__REQUEST__
Extract, unaltered, every line of the entries below, beginning at the line that contains "Please place a point on the black" and continuing through the last line of the entries, both ends included.

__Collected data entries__
━━━━

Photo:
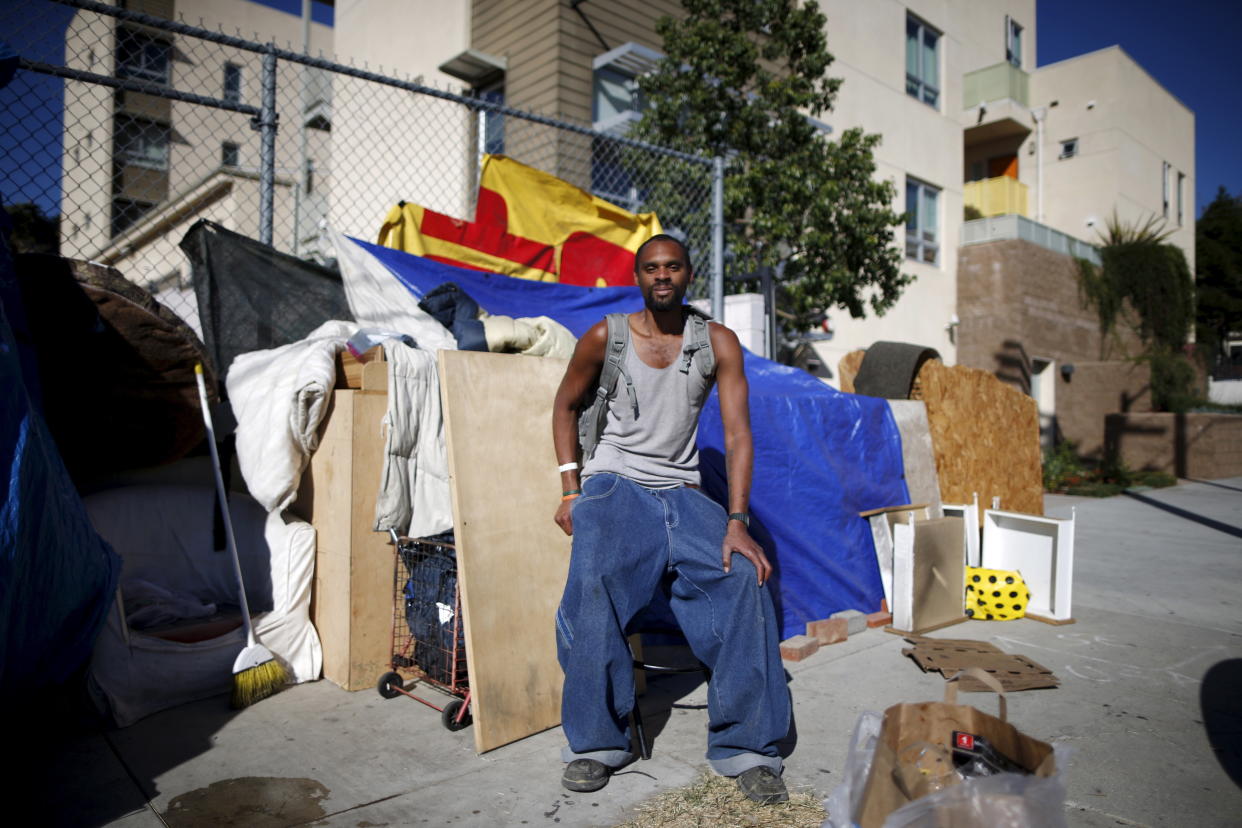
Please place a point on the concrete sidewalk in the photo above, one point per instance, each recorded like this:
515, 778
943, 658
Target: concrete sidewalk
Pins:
1151, 678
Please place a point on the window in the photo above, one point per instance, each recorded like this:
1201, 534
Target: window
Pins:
1012, 42
232, 83
1181, 190
922, 240
922, 61
143, 143
1164, 185
491, 123
142, 57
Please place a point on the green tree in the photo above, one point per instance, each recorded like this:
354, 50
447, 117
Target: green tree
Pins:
743, 80
1219, 273
1146, 284
34, 232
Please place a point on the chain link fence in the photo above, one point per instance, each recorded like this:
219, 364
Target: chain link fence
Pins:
124, 127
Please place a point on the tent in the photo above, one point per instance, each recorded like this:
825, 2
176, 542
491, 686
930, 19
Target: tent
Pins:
56, 575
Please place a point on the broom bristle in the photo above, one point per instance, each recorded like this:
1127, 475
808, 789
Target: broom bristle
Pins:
256, 683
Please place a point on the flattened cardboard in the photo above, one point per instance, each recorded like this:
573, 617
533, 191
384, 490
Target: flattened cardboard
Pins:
951, 656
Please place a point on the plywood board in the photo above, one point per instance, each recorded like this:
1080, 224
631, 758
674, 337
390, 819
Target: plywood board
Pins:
985, 436
350, 596
512, 559
1042, 550
929, 574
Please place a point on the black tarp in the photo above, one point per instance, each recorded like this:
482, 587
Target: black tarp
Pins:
252, 297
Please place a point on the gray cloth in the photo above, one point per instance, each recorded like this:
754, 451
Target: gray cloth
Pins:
888, 369
655, 442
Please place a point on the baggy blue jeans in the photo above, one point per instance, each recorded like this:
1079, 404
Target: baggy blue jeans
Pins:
626, 538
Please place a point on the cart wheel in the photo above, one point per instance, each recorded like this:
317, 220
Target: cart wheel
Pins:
448, 716
390, 685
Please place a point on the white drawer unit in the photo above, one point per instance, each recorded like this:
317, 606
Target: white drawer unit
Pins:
1042, 550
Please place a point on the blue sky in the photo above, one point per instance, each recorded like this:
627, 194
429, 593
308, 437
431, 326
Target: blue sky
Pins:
1191, 47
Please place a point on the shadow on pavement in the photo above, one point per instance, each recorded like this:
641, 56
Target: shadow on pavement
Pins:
1184, 513
1220, 698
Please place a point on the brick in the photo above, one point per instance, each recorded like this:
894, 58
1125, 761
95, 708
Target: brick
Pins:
799, 647
879, 618
855, 620
829, 631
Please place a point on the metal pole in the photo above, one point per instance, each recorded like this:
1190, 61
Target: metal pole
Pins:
303, 98
266, 124
718, 238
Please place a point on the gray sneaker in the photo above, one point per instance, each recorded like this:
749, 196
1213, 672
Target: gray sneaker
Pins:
586, 775
761, 785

━━━━

__FINISHED EXERCISE__
Please place a point on the black tarp in the photo above, one point per instance, each recorded like this:
482, 587
Target: black tarp
Pins:
252, 297
Please place a point on the gray cloth in the photo above, one point per instance, each recorded like this:
754, 451
Target: gray cloth
Pins:
888, 369
655, 442
Please place a point on the baggy blue jeans in the photo above, one point per instance, each recorded like this:
1079, 404
Target: baggy blue jeans
Pins:
626, 538
Please place a point on the cart wheel in the photo above, one point per instance, each recorded like this:
317, 220
Target: cart wheel
Pins:
448, 716
390, 685
Please place a point on the white drawer unit in the photo above, one point per instance, each recorded like this:
317, 606
Target: white drawer unit
Pins:
1042, 550
Please place a point on the blue sky in the photo above, one point per instance, each recorded like this:
627, 194
429, 593
308, 437
431, 326
Target: blue sky
Pins:
1191, 47
Please place a point on the shadow on pavement in the photo above, one point per instance, each recorded like this:
641, 56
Target: shadow on pavement
Pins:
1184, 513
1220, 698
Please place a point on the brick in the photo above, one point per instance, each recorded like this:
894, 58
1125, 761
95, 708
Target: brick
Pins:
799, 647
879, 618
855, 620
829, 631
Please place a point on the metal pole in the photo above, one point per instance, each recorded like this:
1190, 61
Target: metal pole
Pins:
303, 98
266, 124
718, 238
Please place a point on the gray sneaker in the photo above, one point per instance, each recorded like this:
749, 196
1213, 672
Target: gray sneaker
Pins:
586, 775
761, 785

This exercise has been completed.